Ejercicio escrito 1 ▸
Contesta estas preguntas sobre el texto acerca de Diana de Liz:
(a) ¿Cómo han quedado, en su mayoría, las cosas que ella escribió?
(b) ¿A qué estuvo entregada su vida en los últimos tiempos?
(c) ¿Qué hace hoy su compañero con las hojas que ella dejó esparcidas?

Sección del documento ▸
──────

Memórias duma Mulher da Época/Diana de Liz apreciada por um eminente critico espanhol
apreciada por
um eminente
critico espanho
Diana de Liz es el nombre ya epitáfico de una mujer de espíritu delicado y sensible, que pasó ligera por la vida, soñando, amando y escribiendo cosas que nunca sintió prisa en publicar y que, en su mayoria, le han sobrevivido inéditas. Páginas finas y bellas, en las que iba cuajando la escritora y que ella nunca quiso tomar muy en serio, cual si instintivamente repugnase toda actitud profesional. No obstante sentir la brevedad de su vida, amenazada por un mal romântico y terrible (*)[1], no la sobresaltaba la prisa por la notoriedad y parecia asustarla más bien esa cosa falsa e imponente que se llama la gloria. Ultimamente, su vida estuvo toda entregada al amor, que acababa de revelársele absorbiendo todas las energias de su alma apasionada y tierna. Amor tanto más vehemente, cuanto que tuvo la rara fortuna de que le fuera revelado por un alma digna de la suya, por un hermano de ensueño, que en ella encontraba la compañera largo tiempo esperada, la realización de su mejor poema. Desde entonces, ella vivió para el amigo, se eclipsó más todavia, no obstante los alientos que de él le llegabam. ¿Qué eran, después de todo, el arte, la obra literaria, ante esa obra viva de su amor y ante la inminencia de la muerte que iba a poner fin a ese amor mismo? Diana de Liz, indolente para la gloria, consumió los ultimos años de una vida menos larga que su juventud calentando en el rayo solar del amor los otoñales frios de su primavera enferma. Y en brazos del amor murió, al fin, dejando esparcidas en torno suyo estas hojas de su lírico almendro, que su companero de la breve jornada recoge hoy piadosamente.

──────

Datos de entrada ▸
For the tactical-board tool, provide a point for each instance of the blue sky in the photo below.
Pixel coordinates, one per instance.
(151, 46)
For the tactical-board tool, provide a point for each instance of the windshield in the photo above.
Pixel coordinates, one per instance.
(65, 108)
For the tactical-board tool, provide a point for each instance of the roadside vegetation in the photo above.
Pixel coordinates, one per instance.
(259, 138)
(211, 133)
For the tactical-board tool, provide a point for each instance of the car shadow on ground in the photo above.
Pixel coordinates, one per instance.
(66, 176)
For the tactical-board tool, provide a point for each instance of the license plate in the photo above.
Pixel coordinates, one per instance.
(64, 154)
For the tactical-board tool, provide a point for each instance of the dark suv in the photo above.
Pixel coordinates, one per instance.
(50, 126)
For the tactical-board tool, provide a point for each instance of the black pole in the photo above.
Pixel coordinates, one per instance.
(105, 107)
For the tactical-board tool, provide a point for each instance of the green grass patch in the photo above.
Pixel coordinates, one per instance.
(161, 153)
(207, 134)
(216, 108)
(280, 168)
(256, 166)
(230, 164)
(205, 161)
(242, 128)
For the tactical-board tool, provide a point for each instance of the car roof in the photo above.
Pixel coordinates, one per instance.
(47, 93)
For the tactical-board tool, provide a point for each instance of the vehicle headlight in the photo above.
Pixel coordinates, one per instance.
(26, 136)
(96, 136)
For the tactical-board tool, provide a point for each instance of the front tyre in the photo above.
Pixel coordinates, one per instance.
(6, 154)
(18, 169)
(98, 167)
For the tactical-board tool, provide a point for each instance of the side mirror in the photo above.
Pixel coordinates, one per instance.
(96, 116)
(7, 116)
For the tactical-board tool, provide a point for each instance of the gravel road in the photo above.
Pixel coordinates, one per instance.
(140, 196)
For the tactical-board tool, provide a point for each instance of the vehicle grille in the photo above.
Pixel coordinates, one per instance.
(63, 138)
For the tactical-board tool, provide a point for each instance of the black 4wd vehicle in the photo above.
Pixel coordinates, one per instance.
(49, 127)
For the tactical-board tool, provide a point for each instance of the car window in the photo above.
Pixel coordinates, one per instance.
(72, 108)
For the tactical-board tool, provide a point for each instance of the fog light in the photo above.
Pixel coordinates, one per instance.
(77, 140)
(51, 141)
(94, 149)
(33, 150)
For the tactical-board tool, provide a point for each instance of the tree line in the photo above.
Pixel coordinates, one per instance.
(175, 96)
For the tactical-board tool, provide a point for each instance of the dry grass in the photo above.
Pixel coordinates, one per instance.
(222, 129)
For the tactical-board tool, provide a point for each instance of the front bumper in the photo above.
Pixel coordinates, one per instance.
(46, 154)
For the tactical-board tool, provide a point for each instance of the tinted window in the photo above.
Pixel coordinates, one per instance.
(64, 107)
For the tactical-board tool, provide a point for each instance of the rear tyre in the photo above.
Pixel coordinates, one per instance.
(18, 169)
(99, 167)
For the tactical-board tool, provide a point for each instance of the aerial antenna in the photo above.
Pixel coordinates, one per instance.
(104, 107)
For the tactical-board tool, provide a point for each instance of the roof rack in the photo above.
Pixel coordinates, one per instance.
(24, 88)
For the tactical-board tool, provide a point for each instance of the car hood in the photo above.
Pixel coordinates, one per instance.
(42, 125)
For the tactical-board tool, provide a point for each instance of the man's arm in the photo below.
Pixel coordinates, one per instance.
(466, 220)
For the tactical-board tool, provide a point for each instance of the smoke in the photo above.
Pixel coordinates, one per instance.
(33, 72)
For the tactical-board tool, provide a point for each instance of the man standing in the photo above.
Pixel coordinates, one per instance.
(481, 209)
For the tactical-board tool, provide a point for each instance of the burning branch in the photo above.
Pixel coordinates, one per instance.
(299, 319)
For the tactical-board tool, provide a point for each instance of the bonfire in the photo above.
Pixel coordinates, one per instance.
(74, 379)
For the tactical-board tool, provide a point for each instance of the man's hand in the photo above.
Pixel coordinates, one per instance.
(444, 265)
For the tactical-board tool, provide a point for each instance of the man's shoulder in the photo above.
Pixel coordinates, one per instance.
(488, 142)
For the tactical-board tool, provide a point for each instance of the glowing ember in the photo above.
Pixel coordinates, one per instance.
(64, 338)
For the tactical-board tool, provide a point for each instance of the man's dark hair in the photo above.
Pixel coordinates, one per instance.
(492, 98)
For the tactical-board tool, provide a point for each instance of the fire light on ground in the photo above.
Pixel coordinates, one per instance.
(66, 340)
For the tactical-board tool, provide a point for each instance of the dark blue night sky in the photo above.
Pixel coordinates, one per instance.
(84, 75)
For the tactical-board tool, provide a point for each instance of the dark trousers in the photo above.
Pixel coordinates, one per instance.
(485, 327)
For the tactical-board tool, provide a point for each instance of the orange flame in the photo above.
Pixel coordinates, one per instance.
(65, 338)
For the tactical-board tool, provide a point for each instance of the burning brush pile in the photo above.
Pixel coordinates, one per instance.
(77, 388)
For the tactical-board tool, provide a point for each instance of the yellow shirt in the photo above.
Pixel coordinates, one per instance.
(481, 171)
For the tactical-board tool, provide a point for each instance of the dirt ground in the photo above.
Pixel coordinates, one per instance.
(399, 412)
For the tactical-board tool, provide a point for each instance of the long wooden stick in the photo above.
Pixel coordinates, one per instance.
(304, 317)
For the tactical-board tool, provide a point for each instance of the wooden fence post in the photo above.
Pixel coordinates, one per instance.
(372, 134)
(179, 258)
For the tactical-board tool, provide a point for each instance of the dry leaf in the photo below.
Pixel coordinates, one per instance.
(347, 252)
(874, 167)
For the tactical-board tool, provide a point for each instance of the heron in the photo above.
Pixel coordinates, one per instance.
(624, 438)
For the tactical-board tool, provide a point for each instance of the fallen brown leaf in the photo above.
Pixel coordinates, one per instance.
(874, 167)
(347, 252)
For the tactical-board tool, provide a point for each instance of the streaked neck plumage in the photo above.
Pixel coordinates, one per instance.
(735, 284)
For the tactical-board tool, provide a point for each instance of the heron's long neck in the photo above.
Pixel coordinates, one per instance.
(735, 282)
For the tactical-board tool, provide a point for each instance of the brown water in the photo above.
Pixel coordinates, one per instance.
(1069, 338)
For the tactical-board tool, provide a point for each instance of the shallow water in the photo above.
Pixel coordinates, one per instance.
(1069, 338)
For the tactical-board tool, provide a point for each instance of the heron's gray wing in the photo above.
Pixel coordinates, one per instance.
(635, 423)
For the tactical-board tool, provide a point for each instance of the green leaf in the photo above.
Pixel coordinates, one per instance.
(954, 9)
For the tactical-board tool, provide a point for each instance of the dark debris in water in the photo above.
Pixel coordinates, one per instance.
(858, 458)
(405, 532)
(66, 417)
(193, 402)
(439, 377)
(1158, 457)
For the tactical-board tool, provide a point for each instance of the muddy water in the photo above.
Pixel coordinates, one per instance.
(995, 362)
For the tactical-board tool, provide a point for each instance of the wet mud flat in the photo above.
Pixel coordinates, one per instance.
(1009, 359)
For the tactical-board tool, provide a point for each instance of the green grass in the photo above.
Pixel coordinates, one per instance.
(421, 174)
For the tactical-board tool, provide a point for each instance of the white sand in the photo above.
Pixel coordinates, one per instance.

──────

Ejercicio escrito 2 ▸
Reescribe los registros desde la línea con "muddy water in the photo above." hasta el final de los registros, cambiando "Pixel coordinates" por "Image coordinates" y dejando todo lo demás igual.

Respuesta 1 ▸
(a) Le han sobrevivido inéditas.
(b) Al amor.
(c) Las recoge piadosamente.

Respuesta 2 ▸
For the tactical-board tool, provide a point for each instance of the muddy water in the photo above.
Image coordinates, one per instance.
(995, 362)
For the tactical-board tool, provide a point for each instance of the wet mud flat in the photo above.
Image coordinates, one per instance.
(1009, 359)
For the tactical-board tool, provide a point for each instance of the green grass in the photo above.
Image coordinates, one per instance.
(421, 174)
For the tactical-board tool, provide a point for each instance of the white sand in the photo above.
Image coordinates, one per instance.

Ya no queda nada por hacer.